#### [WORK REQUIRED]
Put every line of the records below into a numbered list, leaving out the blank lines and the pictures.
%%
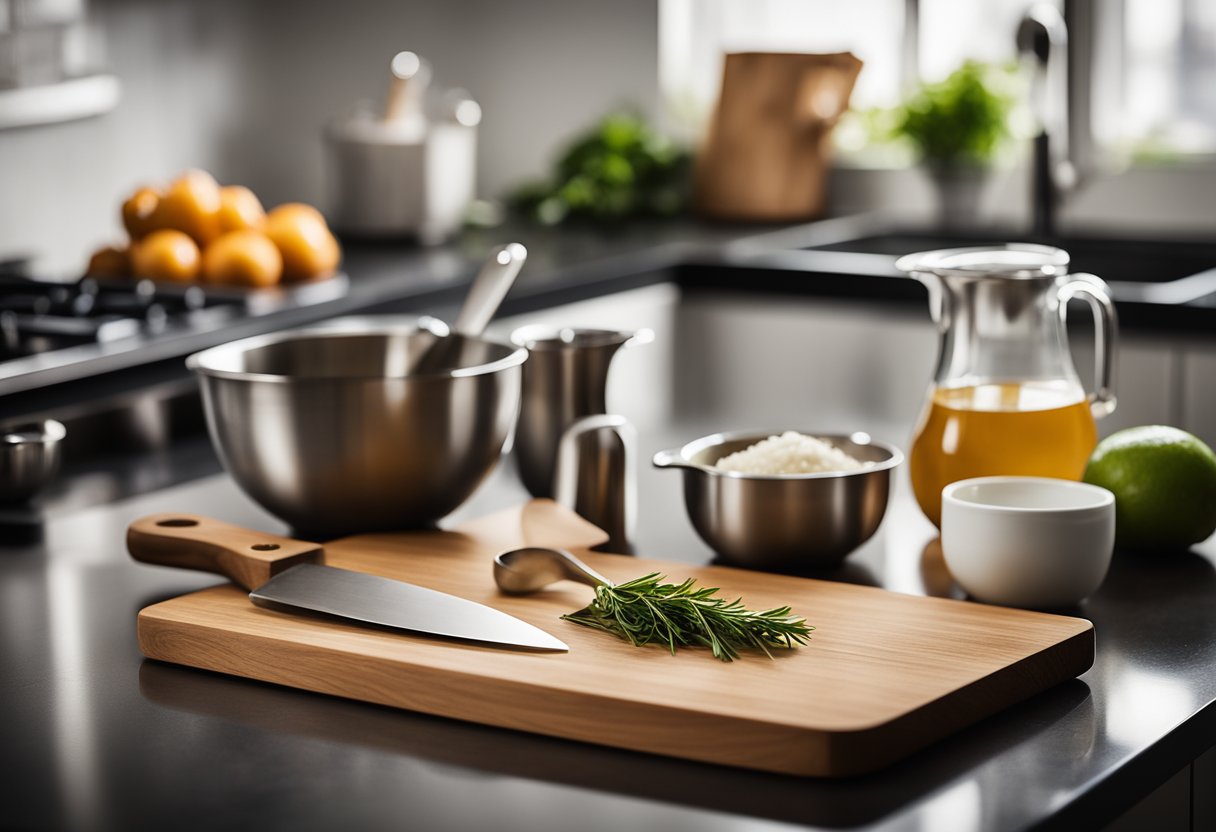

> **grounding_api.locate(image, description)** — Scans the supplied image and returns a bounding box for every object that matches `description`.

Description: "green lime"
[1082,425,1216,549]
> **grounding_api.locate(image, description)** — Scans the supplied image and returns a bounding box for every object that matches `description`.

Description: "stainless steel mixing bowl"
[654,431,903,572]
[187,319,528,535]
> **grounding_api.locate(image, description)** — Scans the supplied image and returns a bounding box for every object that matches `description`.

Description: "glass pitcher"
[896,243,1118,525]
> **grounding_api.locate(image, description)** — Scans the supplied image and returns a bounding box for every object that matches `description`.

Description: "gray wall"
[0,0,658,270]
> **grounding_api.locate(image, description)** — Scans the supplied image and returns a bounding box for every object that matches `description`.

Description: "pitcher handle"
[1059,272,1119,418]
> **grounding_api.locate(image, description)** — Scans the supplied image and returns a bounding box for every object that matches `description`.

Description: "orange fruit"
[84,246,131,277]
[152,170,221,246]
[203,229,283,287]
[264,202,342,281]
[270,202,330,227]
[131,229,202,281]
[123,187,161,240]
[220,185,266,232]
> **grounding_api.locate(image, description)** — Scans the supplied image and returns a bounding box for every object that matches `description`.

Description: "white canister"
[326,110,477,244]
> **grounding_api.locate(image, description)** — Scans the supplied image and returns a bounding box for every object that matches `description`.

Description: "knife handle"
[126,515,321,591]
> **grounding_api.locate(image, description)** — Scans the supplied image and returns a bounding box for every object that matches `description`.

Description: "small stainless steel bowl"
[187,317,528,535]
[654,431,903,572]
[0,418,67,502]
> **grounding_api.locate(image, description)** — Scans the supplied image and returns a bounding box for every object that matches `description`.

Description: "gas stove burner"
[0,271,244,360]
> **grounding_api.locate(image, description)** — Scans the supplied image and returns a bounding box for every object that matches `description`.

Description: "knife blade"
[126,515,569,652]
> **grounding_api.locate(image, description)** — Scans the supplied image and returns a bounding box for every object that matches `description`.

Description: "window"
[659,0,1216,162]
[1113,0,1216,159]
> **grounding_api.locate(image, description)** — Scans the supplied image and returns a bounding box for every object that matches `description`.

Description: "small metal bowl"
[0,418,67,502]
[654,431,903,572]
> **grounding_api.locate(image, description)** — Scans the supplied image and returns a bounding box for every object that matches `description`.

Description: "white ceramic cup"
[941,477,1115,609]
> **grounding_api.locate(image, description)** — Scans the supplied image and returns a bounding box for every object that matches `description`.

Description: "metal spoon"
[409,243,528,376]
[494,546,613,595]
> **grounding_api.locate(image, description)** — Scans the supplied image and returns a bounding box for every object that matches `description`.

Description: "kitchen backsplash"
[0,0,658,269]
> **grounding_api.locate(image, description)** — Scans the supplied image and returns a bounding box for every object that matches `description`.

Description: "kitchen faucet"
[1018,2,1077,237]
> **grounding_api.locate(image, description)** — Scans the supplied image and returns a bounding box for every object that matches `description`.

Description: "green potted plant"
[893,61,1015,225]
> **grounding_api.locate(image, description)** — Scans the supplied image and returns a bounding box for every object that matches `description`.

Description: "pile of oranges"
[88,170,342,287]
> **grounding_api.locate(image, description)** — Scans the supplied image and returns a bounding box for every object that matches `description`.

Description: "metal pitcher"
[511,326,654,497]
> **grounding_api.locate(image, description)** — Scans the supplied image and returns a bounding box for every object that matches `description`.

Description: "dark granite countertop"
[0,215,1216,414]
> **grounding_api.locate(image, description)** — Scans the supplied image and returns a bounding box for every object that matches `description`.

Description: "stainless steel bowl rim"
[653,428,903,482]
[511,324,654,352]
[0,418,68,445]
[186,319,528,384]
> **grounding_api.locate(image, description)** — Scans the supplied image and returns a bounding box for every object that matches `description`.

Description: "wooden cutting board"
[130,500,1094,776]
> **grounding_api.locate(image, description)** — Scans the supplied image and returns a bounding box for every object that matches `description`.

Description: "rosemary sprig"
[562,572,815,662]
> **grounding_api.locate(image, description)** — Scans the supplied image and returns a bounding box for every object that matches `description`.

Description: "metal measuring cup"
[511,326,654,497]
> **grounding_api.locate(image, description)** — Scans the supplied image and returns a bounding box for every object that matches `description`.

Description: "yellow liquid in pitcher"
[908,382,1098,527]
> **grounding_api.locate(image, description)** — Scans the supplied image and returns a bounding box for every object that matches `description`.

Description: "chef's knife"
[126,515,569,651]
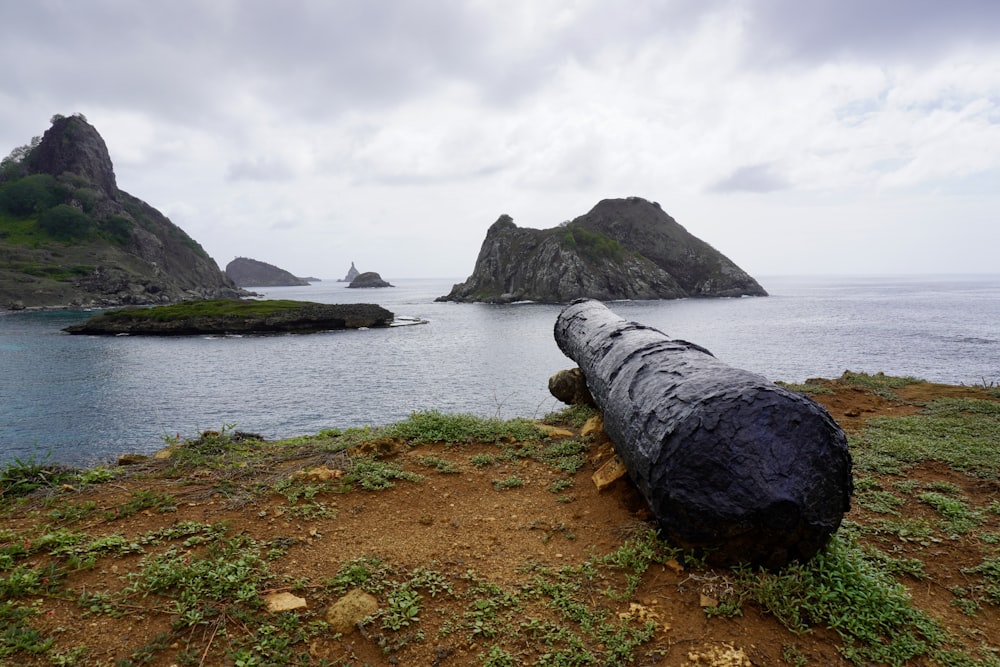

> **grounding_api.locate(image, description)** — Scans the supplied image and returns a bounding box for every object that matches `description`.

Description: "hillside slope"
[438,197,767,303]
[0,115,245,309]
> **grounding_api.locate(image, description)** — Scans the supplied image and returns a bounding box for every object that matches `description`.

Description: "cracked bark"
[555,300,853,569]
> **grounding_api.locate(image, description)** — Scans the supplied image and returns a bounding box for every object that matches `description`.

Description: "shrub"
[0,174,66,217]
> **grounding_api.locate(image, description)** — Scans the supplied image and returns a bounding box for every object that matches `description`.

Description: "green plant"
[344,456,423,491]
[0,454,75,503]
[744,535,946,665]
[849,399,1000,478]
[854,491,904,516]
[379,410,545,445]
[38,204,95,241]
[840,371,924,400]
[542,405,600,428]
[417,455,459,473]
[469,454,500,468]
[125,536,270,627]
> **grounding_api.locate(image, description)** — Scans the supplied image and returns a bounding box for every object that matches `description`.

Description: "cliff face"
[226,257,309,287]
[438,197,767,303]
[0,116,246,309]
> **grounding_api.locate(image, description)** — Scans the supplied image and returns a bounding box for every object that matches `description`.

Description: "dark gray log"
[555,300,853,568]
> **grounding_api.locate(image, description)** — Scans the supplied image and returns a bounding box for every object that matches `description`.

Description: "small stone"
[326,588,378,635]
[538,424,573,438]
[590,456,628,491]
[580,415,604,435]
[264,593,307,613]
%%
#### [WRITTEN RESPONSE]
1. > **grounding_api.locate(image, description)** — Scans the supplied image and returns a bounding box for every object that matches `description`.
2. Description: "green lime"
3. [1082,425,1216,549]
4. > **grounding_api.locate(image, description)** — Scans the supplied image and returns a bounding box for every object that matches `description`.
5. Description: "stainless steel mixing bowl"
6. [654,431,903,572]
7. [187,319,528,535]
8. > **grounding_api.locate(image, description)** — Scans the supplied image and returns a bounding box for every object that matches `description`.
9. Description: "glass pitcher"
10. [896,243,1118,525]
11. > **grounding_api.locate(image, description)** — Scans the supplied image and returns a bounding box for every object that matches `description`.
12. Description: "gray wall"
13. [0,0,658,270]
14. > **grounding_api.locate(image, description)** — Scans the supplied image and returns a bounding box for every object that matches `description`.
15. Description: "pitcher handle"
16. [1059,272,1119,418]
17. > **grounding_api.locate(image, description)** — Scans the supplied image and returns a bounding box for every object that matches `description`.
18. Description: "orange fruit"
19. [84,246,131,277]
20. [152,170,221,246]
21. [203,229,283,287]
22. [264,202,342,281]
23. [270,202,330,227]
24. [131,229,202,281]
25. [123,187,161,240]
26. [220,185,266,232]
27. > **grounding_api.locate(image, description)** — Scans the supplied image and returns a bounding box for every object that matches `description`.
28. Description: "white canister"
29. [326,110,477,244]
30. > **grounding_api.locate(image, description)** — Scans the supplied image and returns a bounding box for every object that matches `description`.
31. Description: "knife handle"
32. [126,515,321,591]
33. > **grounding_api.locate(image, description)** — Scans the supplied image and returns a bounding box for every object that matches `description`.
34. Description: "small stainless steel bowl"
35. [187,317,528,535]
36. [654,431,903,572]
37. [0,418,67,502]
38. > **grounding_api.locate(image, description)** — Scans the supplied image and returns a bounding box for every object that matches `description`.
39. Description: "gas stove burner"
40. [0,271,244,360]
41. > **grounding_api.locate(image, description)** — Scans the supplied image and returns a bounding box for every object that matches `description`.
42. Description: "knife blade"
43. [126,515,569,652]
44. > **grounding_api.locate(image, description)** — Scans the supplied image and returns a bounding box for every object that matches `description`.
45. Description: "window"
46. [659,0,1216,162]
47. [1113,0,1216,159]
48. > **grounding_api.locate(image, description)** — Scans the supplied image and returns a bounding box for every object that matches `description`.
49. Description: "small metal bowl"
50. [0,418,67,502]
51. [654,431,903,572]
52. > **grounding_api.locate(image, description)** — Scans the supplied image and returns a bounding box for every object that matches `description`.
53. Description: "white ceramic cup"
54. [941,477,1115,609]
55. > **grounding_api.locate(image, description)** — Scans the supplied image and returns a bounding box for every object that matches `description`.
56. Description: "metal spoon"
57. [409,243,528,376]
58. [494,546,613,595]
59. > **grounding_api.locate(image, description)** — Scans the supplied image and returns a bounding box for every object that matches `description`.
60. Description: "kitchen backsplash"
61. [0,0,658,269]
62. > **grounding_api.locate(image, description)** — Scans the supplied image and returns a bounding box for every object that matches `description`.
63. Description: "kitchen faucet"
64. [1018,2,1077,237]
65. > **grounding_api.locate(image, description)** — Scans the supplied image and returns a bounding box for every object that matches `description`.
66. Description: "green potted plant"
67. [893,61,1015,225]
68. > **grounding_api.locate(image, description)** — Scans the supplied image and returns a bounding box for every object that matches `description`.
69. Description: "pile of oranges"
70. [88,170,342,287]
71. > **grounding_api.locate(image, description)** — Scans the supplied image and returns a bounding box for every object that matches `description`.
72. Description: "metal pitcher"
73. [511,326,654,497]
74. > **grounding_api.locate(image, description)** — Scans the supplied image and returns a bounding box for every object that matches `description`.
75. Description: "dark granite countertop"
76. [0,215,1216,414]
77. > **grounding_api.locate(image, description)** — Scans the supplied image and returns a bounding box for every object that matches `description`.
78. Description: "stainless steel bowl rim"
79. [653,428,903,482]
80. [511,324,654,352]
81. [0,418,68,445]
82. [186,319,528,384]
83. > **grounding_api.locate(image, description)** — Scans the supplied image and returns a bounding box for every object that matches `description`.
84. Description: "wooden cutting board"
85. [130,500,1094,776]
86. > **grounding_api.locate(image, description)** — Scans the supplied image and returns a bounding box for every object that matches `description`.
87. Description: "rosemary sprig"
88. [562,572,815,662]
89. > **grounding_api.locate(image, description)** — Scans the supplied image and returns a bounding box for every object that matches `description`.
90. Description: "metal measuring cup"
91. [511,326,654,497]
92. > **grounding_api.locate(image, description)** — Scans the supplied image and returns a bounding box for every object that matches `description`.
93. Description: "yellow liquid in pitcher"
94. [908,382,1098,527]
95. > **grounding_api.locate(image, description)** — Scans the supplied image and returns a bounding box for every object that matches `description`.
96. Description: "chef's knife"
97. [126,515,569,651]
98. > **grounding_api.locate(image, description)** — Scans the supplied image and returns a bounding box for every object that matches `description`.
99. Description: "hillside slope"
100. [438,197,767,303]
101. [0,115,245,309]
102. > **grounding_api.locate(image, description)** — Scans the supplied image and returns a bounding box for every object that matches `description`.
103. Description: "cracked bark"
104. [555,300,853,569]
105. > **grounding_api.locate(image, description)** — Scans the supplied image and returns a bounding box for every object that matches `description`.
106. Description: "shrub"
107. [0,174,66,217]
108. > **grounding_api.locate(image, description)** — Scans the supplied image and returns a bounding box for every object that matches `description`.
109. Description: "green plant"
110. [344,456,423,491]
111. [0,454,75,503]
112. [744,535,946,665]
113. [849,399,1000,478]
114. [854,491,904,516]
115. [379,410,545,445]
116. [38,204,95,241]
117. [840,371,924,400]
118. [542,405,600,428]
119. [417,455,459,473]
120. [469,454,500,468]
121. [125,536,270,627]
122. > **grounding_api.locate(image, description)** — Scans the supplied image and returns a bounding box for every object that matches `description`.
123. Description: "cliff face"
124. [226,257,309,287]
125. [438,197,767,303]
126. [0,116,246,309]
127. > **grounding_api.locate(image, description)** — Scans the supplied image and returns a bounding box for every object that matches `description`.
128. Description: "dark gray log"
129. [555,300,853,568]
130. > **grounding_api.locate(image, description)** — Scans the supplied image and returns a bounding box for every object that matches `description`.
131. Description: "small stone"
132. [326,588,378,635]
133. [538,424,573,438]
134. [590,456,628,491]
135. [580,415,604,435]
136. [264,593,307,613]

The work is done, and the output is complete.